"""

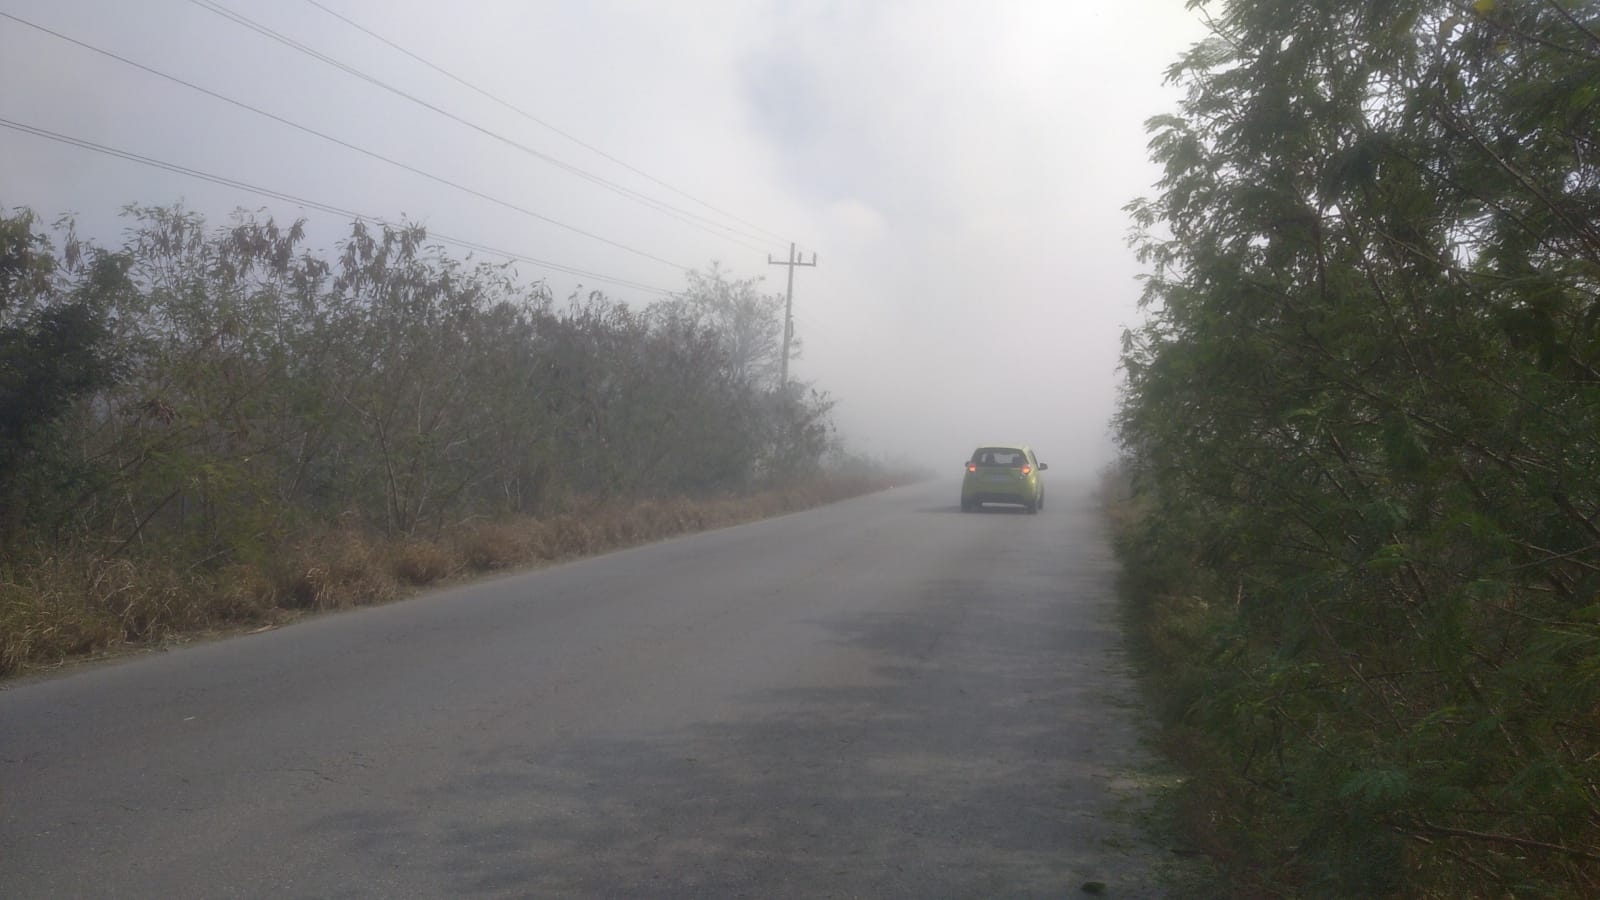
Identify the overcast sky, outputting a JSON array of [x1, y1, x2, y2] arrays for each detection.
[[1, 0, 1208, 478]]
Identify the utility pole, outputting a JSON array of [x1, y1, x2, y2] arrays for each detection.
[[767, 241, 817, 387]]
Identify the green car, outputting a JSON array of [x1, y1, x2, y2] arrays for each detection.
[[960, 445, 1047, 513]]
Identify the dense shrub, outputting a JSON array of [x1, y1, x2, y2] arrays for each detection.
[[1117, 1, 1600, 894], [0, 204, 870, 674]]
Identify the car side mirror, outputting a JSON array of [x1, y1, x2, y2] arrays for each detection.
[[1038, 463, 1048, 471]]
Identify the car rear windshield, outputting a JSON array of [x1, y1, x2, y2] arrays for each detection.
[[972, 448, 1027, 467]]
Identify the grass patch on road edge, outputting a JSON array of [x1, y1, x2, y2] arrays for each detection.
[[1097, 465, 1258, 899], [1, 475, 900, 679]]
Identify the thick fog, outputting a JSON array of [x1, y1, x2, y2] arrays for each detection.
[[0, 0, 1205, 480]]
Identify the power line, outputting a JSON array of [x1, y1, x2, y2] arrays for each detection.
[[301, 0, 806, 252], [0, 10, 687, 271], [0, 116, 673, 295], [187, 0, 783, 255]]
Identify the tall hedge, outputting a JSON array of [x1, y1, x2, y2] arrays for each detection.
[[1119, 0, 1600, 893], [0, 204, 833, 555]]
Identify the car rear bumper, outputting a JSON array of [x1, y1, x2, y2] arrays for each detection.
[[963, 490, 1036, 505]]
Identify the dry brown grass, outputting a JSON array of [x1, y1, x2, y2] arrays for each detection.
[[0, 553, 230, 673], [392, 540, 459, 586], [0, 473, 898, 678], [1, 572, 121, 675], [456, 520, 537, 569], [273, 529, 398, 611]]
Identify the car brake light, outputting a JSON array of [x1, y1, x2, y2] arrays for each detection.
[[966, 463, 977, 473], [1021, 465, 1032, 475]]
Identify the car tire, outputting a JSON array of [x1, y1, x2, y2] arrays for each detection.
[[1025, 499, 1038, 514], [1037, 493, 1045, 511]]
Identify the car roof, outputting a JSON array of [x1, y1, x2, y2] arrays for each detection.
[[972, 444, 1033, 455]]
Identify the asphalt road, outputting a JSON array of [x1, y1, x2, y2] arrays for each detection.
[[1, 480, 1168, 898]]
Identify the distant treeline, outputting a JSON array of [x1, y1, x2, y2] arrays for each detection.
[[1115, 0, 1599, 896], [2, 205, 833, 549]]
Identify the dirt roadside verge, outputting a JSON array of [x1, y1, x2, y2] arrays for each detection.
[[1, 475, 905, 681]]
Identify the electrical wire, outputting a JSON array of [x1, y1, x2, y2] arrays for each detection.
[[0, 10, 688, 271], [301, 0, 806, 251], [189, 0, 783, 255], [0, 115, 673, 294]]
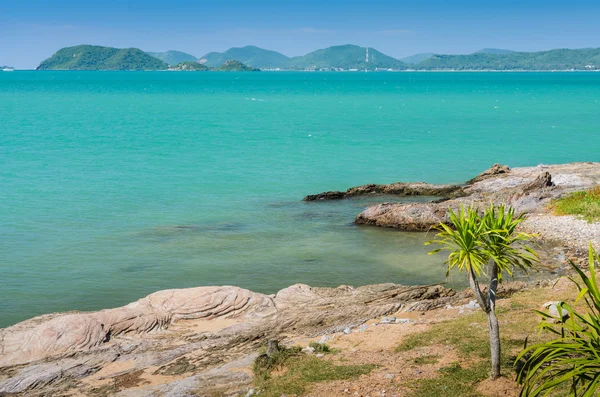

"""

▶ _Exercise brief_: Repeat the material above exactly. Leave every picture out of it.

▶ _Solved problem_:
Identify the overcast sky, outputting a JSON array of [x1, y1, x2, y2] arrays for each detection.
[[1, 0, 1208, 478]]
Identify the utility pole, outputting a JSON array of [x1, y1, x2, y2] arrays for each detection.
[[767, 241, 817, 387]]
Identify the green car, outputting a JSON array of [x1, y1, x2, y2] arrays for each detection.
[[960, 445, 1047, 513]]
Identify the dense shrub, outputting a JSON array of [x1, y1, x2, y2] arrays for each detection.
[[1117, 1, 1600, 894], [0, 204, 870, 674]]
Identify the car side mirror, outputting a JSON array of [x1, y1, x2, y2] arrays for each detection.
[[1038, 463, 1048, 471]]
Identify the car rear windshield, outputting a JSON array of [x1, y1, x2, y2] arrays for each detection.
[[972, 448, 1027, 467]]
Identify the grass patch on road edge, outputting a JSON array of [x1, y1, x2, y2] arrays for each detection.
[[1097, 465, 1258, 899], [1, 475, 900, 679]]
Identify the thick fog, outputting a JSON array of [x1, y1, x2, y2] arrays for each detection.
[[0, 0, 1205, 480]]
Identify the power line, outputting a JSON array of [x1, y1, x2, y2] arrays for each detection.
[[301, 0, 806, 252], [0, 10, 687, 271], [0, 116, 673, 295], [187, 0, 783, 255]]
Identify the tall hedge, outputting a JSON array of [x1, y1, x2, y2] arrays for each detection.
[[1119, 0, 1600, 893], [0, 204, 833, 555]]
Identify the car rear bumper, outputting a JSON array of [x1, y1, x2, y2] arrays for each detection.
[[963, 490, 1036, 505]]
Identify the dry brown grass, outputting a JSON array of [x1, y1, x2, y2] arrays for each detection.
[[0, 553, 230, 673], [392, 540, 459, 586], [0, 473, 898, 678], [1, 572, 121, 675], [456, 520, 537, 569], [273, 529, 398, 611]]
Identify the car brake light, outputting a JSON array of [x1, y1, x2, y2] arrays for each detection.
[[966, 463, 977, 473], [1021, 465, 1032, 475]]
Identify the car tire, outputting a JSON array of [x1, y1, x2, y2] arrays for each detection.
[[1025, 499, 1038, 514], [1037, 493, 1045, 511]]
Identify the car roof, outputting a JSON array of [x1, y1, x2, y2] arrays for each detection.
[[972, 444, 1033, 455]]
Identify the asphalt road, outputting a JSON array of [x1, y1, x2, y2] arrays for each detection.
[[1, 480, 1168, 898]]
Identify the distant treeline, outputting a JSON array of [x1, y1, x2, y2] arrays for each detection.
[[1115, 0, 1599, 896], [2, 205, 833, 549]]
Identify the dirt roadside verge, outputting a JSON array of [x1, y1, x2, y2] arrays for each detection.
[[1, 475, 905, 681]]
Identify the electrical wire, outputting a JSON array of [x1, y1, x2, y2] arrays for each detection.
[[0, 10, 688, 271], [301, 0, 806, 251], [189, 0, 783, 255], [0, 115, 673, 294]]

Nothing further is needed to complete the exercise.